Pick out every line in the listing below that contains the word "woman" and copy each of those lines.

Items stored from a collection
■ ■ ■ ■ ■ ■ ■

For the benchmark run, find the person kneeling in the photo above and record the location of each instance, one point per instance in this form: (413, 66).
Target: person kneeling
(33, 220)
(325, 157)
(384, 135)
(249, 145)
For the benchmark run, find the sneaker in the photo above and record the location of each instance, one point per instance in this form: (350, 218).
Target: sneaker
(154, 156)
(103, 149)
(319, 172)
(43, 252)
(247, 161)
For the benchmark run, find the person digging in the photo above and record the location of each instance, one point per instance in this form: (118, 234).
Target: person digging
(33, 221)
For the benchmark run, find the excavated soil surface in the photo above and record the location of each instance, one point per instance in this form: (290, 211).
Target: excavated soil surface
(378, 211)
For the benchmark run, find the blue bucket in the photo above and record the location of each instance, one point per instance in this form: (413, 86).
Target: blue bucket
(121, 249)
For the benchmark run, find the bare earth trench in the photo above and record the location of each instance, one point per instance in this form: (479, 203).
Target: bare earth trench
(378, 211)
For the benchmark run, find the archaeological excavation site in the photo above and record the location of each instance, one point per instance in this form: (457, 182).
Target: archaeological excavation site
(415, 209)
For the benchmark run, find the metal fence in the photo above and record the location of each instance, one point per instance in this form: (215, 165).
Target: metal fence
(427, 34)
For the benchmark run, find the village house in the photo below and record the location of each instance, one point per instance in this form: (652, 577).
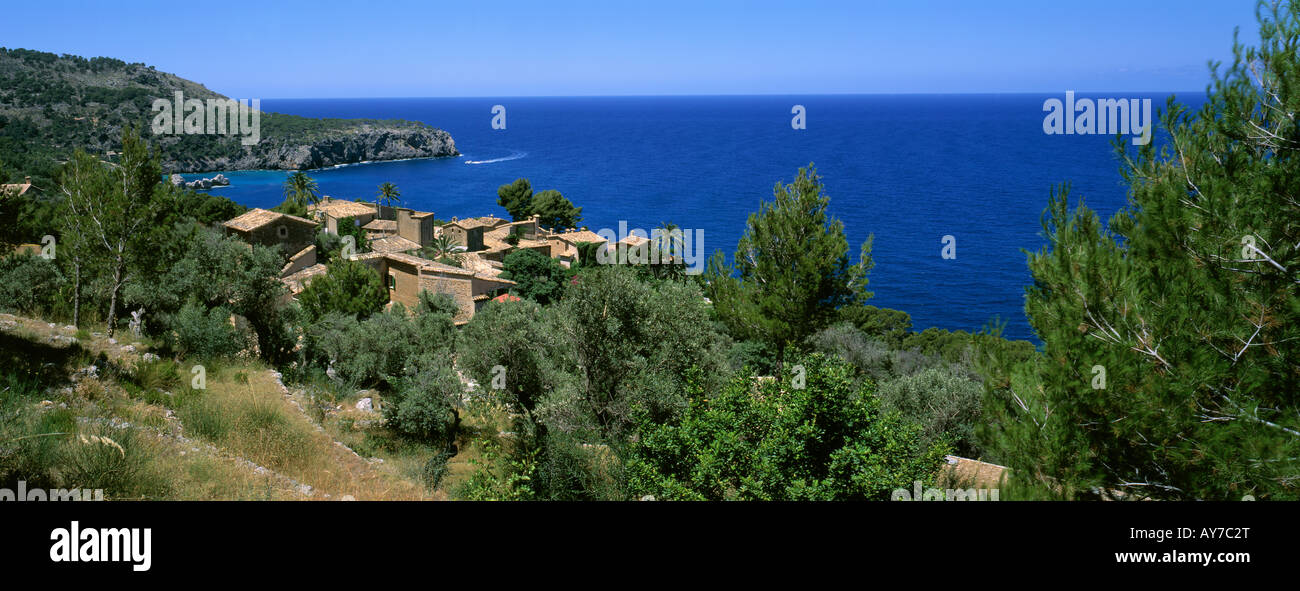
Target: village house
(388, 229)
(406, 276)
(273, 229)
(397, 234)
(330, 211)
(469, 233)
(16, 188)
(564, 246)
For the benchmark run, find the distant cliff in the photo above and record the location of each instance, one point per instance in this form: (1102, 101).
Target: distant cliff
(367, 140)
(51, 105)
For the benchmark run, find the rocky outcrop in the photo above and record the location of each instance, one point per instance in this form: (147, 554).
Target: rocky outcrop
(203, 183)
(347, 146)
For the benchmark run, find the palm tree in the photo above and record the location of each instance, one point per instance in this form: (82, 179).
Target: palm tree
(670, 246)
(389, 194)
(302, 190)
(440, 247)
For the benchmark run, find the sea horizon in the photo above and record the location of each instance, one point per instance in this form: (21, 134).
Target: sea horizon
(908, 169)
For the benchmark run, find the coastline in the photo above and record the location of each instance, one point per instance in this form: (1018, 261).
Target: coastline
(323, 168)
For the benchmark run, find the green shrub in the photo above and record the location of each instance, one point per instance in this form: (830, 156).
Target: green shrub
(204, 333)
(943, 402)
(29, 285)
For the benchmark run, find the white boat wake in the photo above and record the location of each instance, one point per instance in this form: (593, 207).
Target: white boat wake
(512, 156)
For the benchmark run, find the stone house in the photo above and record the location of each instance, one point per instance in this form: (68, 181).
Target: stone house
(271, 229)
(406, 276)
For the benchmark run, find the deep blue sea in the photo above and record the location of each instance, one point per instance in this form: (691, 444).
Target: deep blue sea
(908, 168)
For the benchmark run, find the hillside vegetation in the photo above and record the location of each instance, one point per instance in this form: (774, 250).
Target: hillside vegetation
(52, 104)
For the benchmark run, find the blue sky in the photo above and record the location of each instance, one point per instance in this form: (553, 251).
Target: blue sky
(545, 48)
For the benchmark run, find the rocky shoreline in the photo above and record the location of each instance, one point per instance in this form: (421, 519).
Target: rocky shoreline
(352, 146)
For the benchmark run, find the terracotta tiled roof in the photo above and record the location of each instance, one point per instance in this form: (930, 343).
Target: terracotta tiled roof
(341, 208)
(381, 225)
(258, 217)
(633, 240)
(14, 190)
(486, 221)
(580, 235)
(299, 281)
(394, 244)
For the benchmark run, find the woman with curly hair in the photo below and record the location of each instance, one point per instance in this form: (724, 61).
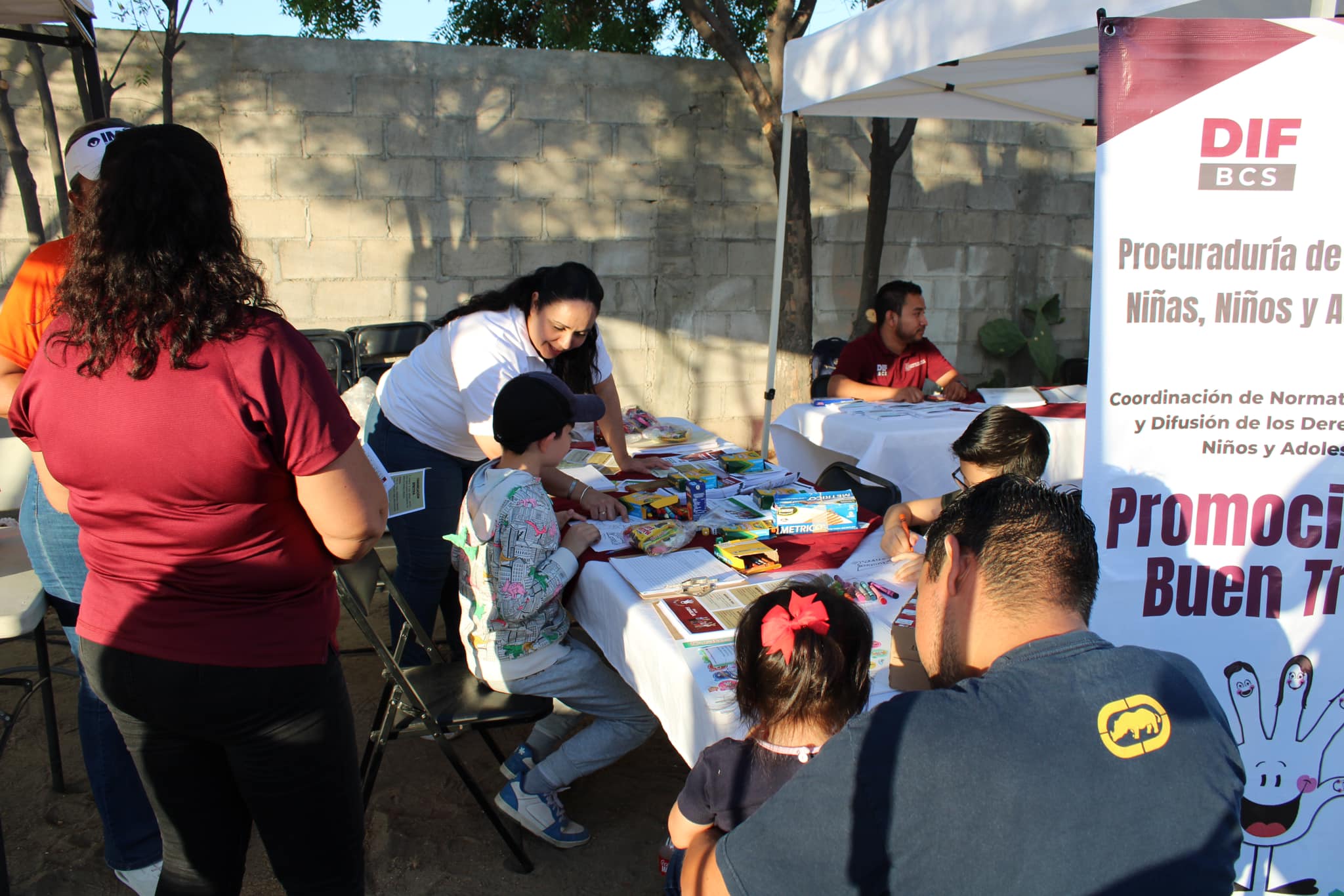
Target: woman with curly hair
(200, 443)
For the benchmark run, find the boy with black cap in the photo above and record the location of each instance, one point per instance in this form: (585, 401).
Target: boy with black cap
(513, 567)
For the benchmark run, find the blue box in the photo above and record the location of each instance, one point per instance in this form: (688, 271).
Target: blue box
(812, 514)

■ ■ ■ ■ ■ ■ ■

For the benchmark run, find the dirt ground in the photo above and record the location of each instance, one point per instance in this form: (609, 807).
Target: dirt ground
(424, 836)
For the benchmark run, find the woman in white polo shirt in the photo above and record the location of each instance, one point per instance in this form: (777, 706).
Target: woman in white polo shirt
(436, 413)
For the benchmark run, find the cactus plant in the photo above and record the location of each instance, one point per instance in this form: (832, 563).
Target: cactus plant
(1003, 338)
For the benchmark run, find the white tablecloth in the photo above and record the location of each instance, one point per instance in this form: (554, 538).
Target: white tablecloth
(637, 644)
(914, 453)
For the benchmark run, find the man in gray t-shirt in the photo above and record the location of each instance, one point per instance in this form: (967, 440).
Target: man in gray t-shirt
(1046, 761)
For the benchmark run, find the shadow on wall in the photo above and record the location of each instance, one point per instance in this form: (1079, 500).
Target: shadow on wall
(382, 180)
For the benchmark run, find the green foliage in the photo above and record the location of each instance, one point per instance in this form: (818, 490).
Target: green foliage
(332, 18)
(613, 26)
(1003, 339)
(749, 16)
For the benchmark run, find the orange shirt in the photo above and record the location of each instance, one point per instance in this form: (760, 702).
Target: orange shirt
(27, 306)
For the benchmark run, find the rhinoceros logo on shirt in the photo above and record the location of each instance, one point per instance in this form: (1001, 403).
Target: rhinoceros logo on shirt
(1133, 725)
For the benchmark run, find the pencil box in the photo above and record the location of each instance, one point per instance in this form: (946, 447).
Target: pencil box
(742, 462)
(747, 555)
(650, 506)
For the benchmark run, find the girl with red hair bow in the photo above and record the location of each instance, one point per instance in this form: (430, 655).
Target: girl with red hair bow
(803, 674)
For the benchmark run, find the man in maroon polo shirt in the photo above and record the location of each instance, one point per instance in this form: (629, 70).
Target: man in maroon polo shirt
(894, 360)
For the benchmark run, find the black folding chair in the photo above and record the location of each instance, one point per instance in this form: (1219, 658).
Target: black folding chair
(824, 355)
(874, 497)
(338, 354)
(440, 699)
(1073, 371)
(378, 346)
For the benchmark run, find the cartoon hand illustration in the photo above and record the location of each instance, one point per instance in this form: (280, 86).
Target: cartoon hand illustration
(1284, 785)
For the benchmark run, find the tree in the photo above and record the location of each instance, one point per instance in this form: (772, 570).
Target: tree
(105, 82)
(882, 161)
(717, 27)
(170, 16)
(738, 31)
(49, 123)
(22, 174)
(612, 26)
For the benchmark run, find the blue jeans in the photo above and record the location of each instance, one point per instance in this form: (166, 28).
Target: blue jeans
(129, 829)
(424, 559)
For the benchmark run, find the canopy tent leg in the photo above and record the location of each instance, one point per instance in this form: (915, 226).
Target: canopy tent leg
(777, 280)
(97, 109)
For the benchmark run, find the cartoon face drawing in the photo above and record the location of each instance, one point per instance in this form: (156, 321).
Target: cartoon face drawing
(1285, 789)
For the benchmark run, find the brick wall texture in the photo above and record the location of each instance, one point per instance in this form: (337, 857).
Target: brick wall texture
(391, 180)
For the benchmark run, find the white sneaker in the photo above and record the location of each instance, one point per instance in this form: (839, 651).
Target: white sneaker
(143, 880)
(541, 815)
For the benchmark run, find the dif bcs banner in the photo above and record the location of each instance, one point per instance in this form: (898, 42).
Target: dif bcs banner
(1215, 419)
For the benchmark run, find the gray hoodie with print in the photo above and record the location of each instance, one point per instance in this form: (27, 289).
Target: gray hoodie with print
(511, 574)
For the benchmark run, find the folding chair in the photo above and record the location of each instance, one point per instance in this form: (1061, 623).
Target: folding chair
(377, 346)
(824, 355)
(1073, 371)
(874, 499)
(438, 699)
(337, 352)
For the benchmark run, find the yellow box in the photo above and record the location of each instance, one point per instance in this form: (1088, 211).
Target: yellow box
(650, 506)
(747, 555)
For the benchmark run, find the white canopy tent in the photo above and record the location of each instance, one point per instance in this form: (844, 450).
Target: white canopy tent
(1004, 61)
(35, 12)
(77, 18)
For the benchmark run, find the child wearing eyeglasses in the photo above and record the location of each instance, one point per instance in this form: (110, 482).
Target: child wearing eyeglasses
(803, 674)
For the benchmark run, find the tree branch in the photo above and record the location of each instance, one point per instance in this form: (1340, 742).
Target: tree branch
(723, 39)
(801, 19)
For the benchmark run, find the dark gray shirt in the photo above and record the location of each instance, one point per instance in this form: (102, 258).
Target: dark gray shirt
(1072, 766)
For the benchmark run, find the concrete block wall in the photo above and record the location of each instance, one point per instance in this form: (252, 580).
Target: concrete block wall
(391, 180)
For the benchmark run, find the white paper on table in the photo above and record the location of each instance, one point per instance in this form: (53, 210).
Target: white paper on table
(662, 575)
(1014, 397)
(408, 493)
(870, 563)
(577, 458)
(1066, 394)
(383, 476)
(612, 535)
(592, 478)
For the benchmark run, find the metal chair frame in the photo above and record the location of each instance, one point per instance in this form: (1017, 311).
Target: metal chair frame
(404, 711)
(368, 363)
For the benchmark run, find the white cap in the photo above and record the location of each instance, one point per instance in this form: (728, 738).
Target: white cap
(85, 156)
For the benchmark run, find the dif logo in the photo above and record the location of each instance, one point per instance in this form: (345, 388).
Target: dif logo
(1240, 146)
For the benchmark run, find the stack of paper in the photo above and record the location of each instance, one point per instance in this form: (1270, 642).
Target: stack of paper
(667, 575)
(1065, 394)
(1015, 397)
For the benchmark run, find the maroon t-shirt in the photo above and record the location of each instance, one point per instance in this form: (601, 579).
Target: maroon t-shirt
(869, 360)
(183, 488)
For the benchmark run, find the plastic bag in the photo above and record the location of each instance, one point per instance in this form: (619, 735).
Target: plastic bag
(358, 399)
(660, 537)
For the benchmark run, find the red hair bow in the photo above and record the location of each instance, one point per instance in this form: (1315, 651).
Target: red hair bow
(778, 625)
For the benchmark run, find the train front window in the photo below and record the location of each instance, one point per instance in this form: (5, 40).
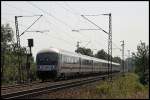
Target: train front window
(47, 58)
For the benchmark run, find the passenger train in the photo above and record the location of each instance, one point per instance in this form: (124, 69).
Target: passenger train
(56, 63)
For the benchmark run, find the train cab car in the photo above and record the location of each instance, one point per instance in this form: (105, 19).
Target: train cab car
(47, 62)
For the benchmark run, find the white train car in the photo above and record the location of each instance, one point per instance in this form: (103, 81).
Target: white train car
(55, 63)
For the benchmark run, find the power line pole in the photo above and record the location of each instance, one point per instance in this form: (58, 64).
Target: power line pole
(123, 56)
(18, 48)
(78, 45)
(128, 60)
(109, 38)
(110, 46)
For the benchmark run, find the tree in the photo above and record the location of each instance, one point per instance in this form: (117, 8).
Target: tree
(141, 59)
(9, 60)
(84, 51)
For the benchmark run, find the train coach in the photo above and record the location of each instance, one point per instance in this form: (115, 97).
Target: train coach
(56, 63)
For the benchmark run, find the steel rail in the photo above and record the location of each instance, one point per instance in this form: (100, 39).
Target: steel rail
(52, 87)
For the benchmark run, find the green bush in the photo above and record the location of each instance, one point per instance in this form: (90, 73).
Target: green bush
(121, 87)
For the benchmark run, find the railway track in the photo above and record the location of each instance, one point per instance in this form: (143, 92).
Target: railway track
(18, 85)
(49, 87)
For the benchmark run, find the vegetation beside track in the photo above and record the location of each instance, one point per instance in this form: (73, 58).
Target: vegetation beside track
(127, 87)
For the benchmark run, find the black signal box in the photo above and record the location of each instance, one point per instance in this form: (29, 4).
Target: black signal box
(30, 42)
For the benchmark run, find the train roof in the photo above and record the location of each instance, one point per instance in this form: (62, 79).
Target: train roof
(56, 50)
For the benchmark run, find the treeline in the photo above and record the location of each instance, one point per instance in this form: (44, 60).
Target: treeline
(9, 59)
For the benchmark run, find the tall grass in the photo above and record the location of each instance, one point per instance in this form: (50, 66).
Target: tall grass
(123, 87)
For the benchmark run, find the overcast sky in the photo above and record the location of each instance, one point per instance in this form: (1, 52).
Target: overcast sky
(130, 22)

■ ■ ■ ■ ■ ■ ■

● **THE OUTPUT**:
For the benchmark run, find the woman with curly hair in the photo below and record the location of each instance, one point per instance in this form: (724, 61).
Target: woman with curly hair
For the benchmark run, find the woman in white polo shirt in the photo above and record the location of each instance, one point per instance in this form: (777, 706).
Target: woman in white polo shirt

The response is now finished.